Every record here must be set down once more, precisely as it reads.

[Stored data entries]
________________________

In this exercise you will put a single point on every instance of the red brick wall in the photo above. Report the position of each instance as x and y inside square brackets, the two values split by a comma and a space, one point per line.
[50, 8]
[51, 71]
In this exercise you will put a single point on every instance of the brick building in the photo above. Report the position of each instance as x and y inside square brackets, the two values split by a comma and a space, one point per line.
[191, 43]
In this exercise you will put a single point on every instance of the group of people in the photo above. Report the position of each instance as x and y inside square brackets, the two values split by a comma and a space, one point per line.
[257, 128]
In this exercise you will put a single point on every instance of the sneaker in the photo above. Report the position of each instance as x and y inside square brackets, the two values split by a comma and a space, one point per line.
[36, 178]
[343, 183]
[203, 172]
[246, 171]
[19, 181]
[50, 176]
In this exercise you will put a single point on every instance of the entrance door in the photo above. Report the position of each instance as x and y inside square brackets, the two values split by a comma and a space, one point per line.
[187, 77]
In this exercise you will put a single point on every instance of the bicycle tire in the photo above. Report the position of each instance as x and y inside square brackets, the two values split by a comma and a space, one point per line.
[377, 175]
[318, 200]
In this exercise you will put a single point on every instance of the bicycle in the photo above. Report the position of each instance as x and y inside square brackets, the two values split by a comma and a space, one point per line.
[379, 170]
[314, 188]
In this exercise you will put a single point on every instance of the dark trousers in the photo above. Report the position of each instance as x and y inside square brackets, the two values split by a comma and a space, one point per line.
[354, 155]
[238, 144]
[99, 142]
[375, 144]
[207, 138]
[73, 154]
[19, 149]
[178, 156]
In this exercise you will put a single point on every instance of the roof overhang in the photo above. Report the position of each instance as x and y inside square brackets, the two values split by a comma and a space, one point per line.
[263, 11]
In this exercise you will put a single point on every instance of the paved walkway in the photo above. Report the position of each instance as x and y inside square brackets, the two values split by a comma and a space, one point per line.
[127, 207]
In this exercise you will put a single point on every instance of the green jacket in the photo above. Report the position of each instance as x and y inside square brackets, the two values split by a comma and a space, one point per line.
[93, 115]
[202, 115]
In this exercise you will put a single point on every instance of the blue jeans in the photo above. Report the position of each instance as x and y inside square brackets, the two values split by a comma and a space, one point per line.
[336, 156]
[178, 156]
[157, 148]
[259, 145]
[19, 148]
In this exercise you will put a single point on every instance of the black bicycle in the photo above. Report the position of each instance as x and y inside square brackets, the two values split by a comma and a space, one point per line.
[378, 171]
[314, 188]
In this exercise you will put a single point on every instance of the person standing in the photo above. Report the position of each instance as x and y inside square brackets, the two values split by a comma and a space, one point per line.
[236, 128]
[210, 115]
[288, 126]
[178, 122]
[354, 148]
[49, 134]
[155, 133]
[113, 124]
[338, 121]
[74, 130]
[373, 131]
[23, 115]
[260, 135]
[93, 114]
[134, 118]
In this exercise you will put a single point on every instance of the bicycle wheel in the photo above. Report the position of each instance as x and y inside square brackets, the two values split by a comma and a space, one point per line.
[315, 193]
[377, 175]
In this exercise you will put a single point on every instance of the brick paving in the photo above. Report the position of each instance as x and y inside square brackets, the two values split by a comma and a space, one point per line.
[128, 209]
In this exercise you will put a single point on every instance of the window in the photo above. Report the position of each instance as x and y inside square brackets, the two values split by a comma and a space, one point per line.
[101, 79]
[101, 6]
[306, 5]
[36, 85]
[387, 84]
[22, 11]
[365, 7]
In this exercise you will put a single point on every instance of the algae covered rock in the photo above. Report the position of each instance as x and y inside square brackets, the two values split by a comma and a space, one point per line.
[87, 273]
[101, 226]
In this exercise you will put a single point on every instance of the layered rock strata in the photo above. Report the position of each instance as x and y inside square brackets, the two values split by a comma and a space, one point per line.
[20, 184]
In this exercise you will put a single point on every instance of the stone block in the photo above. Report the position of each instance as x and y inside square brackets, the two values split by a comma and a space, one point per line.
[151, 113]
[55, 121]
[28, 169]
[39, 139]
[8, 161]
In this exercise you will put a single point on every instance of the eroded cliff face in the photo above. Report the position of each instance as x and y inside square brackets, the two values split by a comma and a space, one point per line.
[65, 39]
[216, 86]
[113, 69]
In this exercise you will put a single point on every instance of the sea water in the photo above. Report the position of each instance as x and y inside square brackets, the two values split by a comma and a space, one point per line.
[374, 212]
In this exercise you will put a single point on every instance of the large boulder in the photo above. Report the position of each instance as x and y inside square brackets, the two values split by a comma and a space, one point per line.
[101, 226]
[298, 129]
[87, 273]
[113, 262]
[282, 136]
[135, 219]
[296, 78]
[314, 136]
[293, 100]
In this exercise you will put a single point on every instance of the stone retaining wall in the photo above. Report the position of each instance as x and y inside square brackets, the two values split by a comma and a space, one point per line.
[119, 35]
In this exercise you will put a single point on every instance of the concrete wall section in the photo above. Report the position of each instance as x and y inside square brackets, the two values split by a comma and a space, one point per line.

________________________

> [EXERCISE OUTPUT]:
In this exercise you will put a single point on every instance of the red brick wall in the photo above. Report the position of each instance as x and y inside square brackets, the two values split by a comma and a space, one point per line.
[50, 8]
[51, 71]
In this exercise you will put a single point on every instance of the brick building in the photo above. Report the position of each instance as x and y inside square brackets, the two values split by a comma and a space, one point per line.
[191, 43]
In this exercise you will put a single point on every instance of the group of people in the photo above. Report the position of each instance as x and y inside square brackets, the two values split by a comma and a space, one point per line.
[257, 128]
In this exercise you will put a single point on every instance of the sneaker in the photo above. Report the position of each instance as x and y inside square brackets, the two values split by a comma and a space, one point per line.
[36, 178]
[343, 183]
[203, 172]
[246, 171]
[19, 181]
[50, 176]
In this exercise you will put a single point on every instance of the entrance door in the photo above. Report the position of each instance as x and y inside square brackets, the two values split by a comma and a space, one point per line.
[187, 77]
In this exercise you will put a single point on every instance of the bicycle tire in the photo above. Report the position of each instance as x and y inside square brackets, the two values split by a comma and a space, one point per line.
[377, 175]
[318, 200]
In this exercise you will put a single point on every instance of the bicycle in the photo above. Report the position of each instance as x and y inside square brackets, the two values split by a comma and a space, one point per line.
[379, 170]
[314, 188]
In this exercise you will put a single point on every instance of the dark trousers in the photo above. Report the position of each instance as x and y inside square brackets, the two values split by a comma and a space, one point per line.
[354, 155]
[238, 144]
[99, 142]
[375, 144]
[207, 138]
[73, 154]
[19, 149]
[178, 156]
In this exercise you will put a single point on every instance of the roof overhang in the photo above. Report the position of each instance as x and y inside square brackets, the two values split by a comma and a space, one point per line.
[263, 11]
In this exercise you will put a single point on every instance of the paved walkway in the photo above. Report the position of each instance as x and y inside square brackets, the two values split by a comma and a space, one point per line.
[127, 207]
In this exercise you will put a single point on every instance of the green jacket in the photo above. Report the position of each instance as x and y inside square brackets, the two values split by a comma and a space, one point per line.
[93, 115]
[202, 115]
In this exercise you will put a single point on every instance of the blue jeans in the photo above. Report the position of each instance as x and y inside square brackets, the two values split by a comma and a space, one point per line.
[336, 156]
[178, 156]
[157, 148]
[259, 145]
[19, 148]
In this exercise you will put a single point on every instance of the black bicycle in the photo above. Report the position of each instance as x and y inside square brackets, the two values split by a comma and a space, one point per line.
[378, 171]
[314, 188]
In this exercise you will put a single point on every instance of the person standing in the photo above. Report the position of each instance as x and y inside square brackets, the two values split by a comma and a space, one point per line.
[236, 128]
[210, 115]
[288, 126]
[178, 122]
[354, 148]
[49, 134]
[155, 133]
[113, 124]
[338, 121]
[74, 130]
[373, 131]
[23, 115]
[260, 135]
[93, 114]
[134, 118]
In this exercise you will put a single point on every instance of the bicycle wheel in the photo above. Report the position of each instance as x and y inside square brackets, the two values split by a comma and a space, one point per line.
[315, 193]
[377, 175]
In this exercise you will put a single point on every instance of the brick paving in the photo above. Report the position of each instance as x and y inside square brackets, the two values split by a comma and a space, one point per line.
[128, 209]
In this exercise you will put a single point on every instance of the window in the photo above. Report the position of each instance as x and y inside square brackets, the two values split by a comma and a space, one point per line.
[101, 79]
[101, 6]
[306, 5]
[36, 85]
[387, 84]
[22, 11]
[365, 7]
In this exercise you will put a single point on every instance of the algae covered rock in the photo above. Report the position of each instance as x and y inside square brackets, the two values split by a comma and a space, one point per line.
[87, 273]
[101, 226]
In this exercise you will put a single point on every instance of the layered rock strata in the photo above. Report the position of each instance as x and y inside square brackets, the two values split by a comma and a space, one point per line.
[20, 184]
In this exercise you will put a single point on every instance of the stone block in the photo above. Report the position of each instance as x and y inside square brackets, the two values split by a comma and a space, one point per line.
[151, 113]
[55, 121]
[28, 169]
[39, 139]
[8, 161]
In this exercise you will put a single point on every instance of the eroded cliff face in the photo above. Report the position of each instance as x and y inside square brackets, the two values split by a comma and a space, one point per line.
[65, 39]
[216, 86]
[113, 69]
In this exercise you will put a single point on every instance of the sea water in the photo above. Report the position of each instance as x and y inside square brackets, the two values split by a comma and a space, one point per line.
[374, 212]
In this exercise you will put a single point on every instance of the large boulder in the photo above. Report the position of each instance as x and y inside square brackets, the two values split by a comma and a space, one point per line.
[101, 226]
[298, 129]
[87, 273]
[113, 262]
[282, 136]
[135, 219]
[296, 78]
[314, 136]
[293, 100]
In this exercise you will put a single point on every instance of the stone retaining wall in the photo above. Report the position of each instance as x and y inside square brackets, the two values split by a comma and a space, one point per line.
[119, 35]
In this exercise you will put a single point on every instance of the concrete wall section in the photo above. Report the position of each instance as x and y inside square brackets, the two values split by a comma and a space, one point per line.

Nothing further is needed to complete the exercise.